**PROBLEMS TO WORK ON**
• A. In the editorial on Springfield lawmakers, how much additional interest is the borrowing estimated to cost over the next five years?
• B. Write the next part of the editorial on Springfield lawmakers, starting after its final sentence.

**TEXT PASSAGE**
====
Fearing political backlash, the majority of those we dispatched to Springfield have sacrificed responsible governance on the altar of expediency. They have failed to impose meaningful spending curbs in Medicaid, public pensions and other areas of spiraling costs. They have recoiled from approving tax increases vital to attacking a gargantuan operating deficit and preserving essential services.
Instead, they opted to borrow billions on top of the billions already owed - a maneuver estimated to cost an additional $500 million in interest over the next five years. They chose to make community-based agencies and others that provide mental health counseling, substance abuse treatment and other services wait even longer to get paid even less, causing many of them to reluctantly deny or delay assistance to troubled individuals and families.
Cowardice eclipsed courage. Cynicism trumped stewardship.
====
(Stored data)

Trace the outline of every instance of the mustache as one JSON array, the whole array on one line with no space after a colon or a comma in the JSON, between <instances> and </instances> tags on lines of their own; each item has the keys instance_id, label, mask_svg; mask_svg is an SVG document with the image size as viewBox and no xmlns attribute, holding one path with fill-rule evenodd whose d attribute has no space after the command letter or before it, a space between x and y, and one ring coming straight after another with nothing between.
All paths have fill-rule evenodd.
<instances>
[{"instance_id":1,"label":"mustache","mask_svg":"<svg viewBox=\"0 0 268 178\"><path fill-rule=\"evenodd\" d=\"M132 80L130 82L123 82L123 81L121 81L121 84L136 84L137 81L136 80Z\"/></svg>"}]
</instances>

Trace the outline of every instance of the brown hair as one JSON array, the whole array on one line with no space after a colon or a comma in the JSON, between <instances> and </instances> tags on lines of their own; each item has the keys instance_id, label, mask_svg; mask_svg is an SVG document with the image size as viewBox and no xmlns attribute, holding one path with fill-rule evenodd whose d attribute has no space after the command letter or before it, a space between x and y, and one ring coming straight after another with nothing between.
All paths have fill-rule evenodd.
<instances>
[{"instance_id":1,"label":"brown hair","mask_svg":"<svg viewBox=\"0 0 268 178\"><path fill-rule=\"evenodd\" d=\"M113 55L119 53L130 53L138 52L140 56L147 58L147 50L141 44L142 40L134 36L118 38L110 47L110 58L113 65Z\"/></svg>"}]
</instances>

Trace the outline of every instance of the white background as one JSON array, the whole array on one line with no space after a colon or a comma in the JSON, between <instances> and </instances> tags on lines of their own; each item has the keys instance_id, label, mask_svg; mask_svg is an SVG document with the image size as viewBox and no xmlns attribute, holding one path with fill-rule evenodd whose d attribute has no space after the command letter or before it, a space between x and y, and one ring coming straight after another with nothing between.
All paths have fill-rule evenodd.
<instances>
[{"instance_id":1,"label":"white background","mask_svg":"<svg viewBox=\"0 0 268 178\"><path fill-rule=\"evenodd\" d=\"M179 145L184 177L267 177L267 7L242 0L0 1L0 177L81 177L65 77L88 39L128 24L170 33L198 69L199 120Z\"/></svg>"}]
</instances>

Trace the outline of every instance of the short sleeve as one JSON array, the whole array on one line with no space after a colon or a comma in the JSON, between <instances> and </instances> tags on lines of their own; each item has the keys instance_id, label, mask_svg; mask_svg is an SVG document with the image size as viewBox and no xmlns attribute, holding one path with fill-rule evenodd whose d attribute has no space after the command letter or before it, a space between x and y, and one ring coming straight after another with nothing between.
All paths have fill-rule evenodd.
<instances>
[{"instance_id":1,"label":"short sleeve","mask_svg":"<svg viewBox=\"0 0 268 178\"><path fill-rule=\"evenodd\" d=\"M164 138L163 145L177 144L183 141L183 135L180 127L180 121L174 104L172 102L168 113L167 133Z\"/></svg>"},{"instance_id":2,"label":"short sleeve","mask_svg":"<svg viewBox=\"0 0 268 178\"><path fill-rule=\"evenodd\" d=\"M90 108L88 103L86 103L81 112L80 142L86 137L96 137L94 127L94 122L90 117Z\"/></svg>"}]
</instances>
====
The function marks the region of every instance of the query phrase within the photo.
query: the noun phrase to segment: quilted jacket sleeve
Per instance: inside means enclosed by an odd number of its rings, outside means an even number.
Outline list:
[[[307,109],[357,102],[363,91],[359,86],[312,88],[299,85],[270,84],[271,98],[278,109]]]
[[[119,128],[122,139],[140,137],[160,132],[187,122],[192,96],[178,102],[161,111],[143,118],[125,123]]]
====
**ANSWERS TO THIS EXERCISE**
• A. An additional $500 million.

• B.
Insiders wryly suggest this is not a final budget. Gov. Quinn and Senate Democrats are on record in support of tax increases. Several House Democrats will feel freer to get on board if no major challengers to their re-elections surface by Nov. 2, the deadline for candidates to file for the 2010 ballot. Republican lawmakers might join Democrats in approving revenue enhancements after they see the adverse impact of the fiscal train wreck on those they represent - especially if Democrats accept spending reforms. But remedial action later this year or even in 2010 is hardly guaranteed.
Meanwhile, senior citizens wonder whether they can continue receiving services that keep them in their own homes and out of nursing homes. Parents of developmentally disabled Illinoisans fear loss of respite services. At-risk kids have been put at greater peril. All of this anxiety and misery because too many politicians stand for little more than re-election.
The antics of our lawmakers make it more difficult to dispute term limits, but they are no panacea. Check out California, among the first to embrace them.
Other reforms, such as changing the way legislative districts are drawn and holding the primary later in the year, would stimulate more competition for House and Senate seats. Just ask the lawmakers who have steadfastly resisted them.
Still, the ultimate antidote is an enraged and engaged citizenry, as a group of arrogant politicians learned 30 years ago.
Mike Lawrence retired Nov. 1, 2008, as director of the Paul Simon Public Policy Institute at Southern Illinois University. He is returning to his journalism roots as a twice-monthly columnist.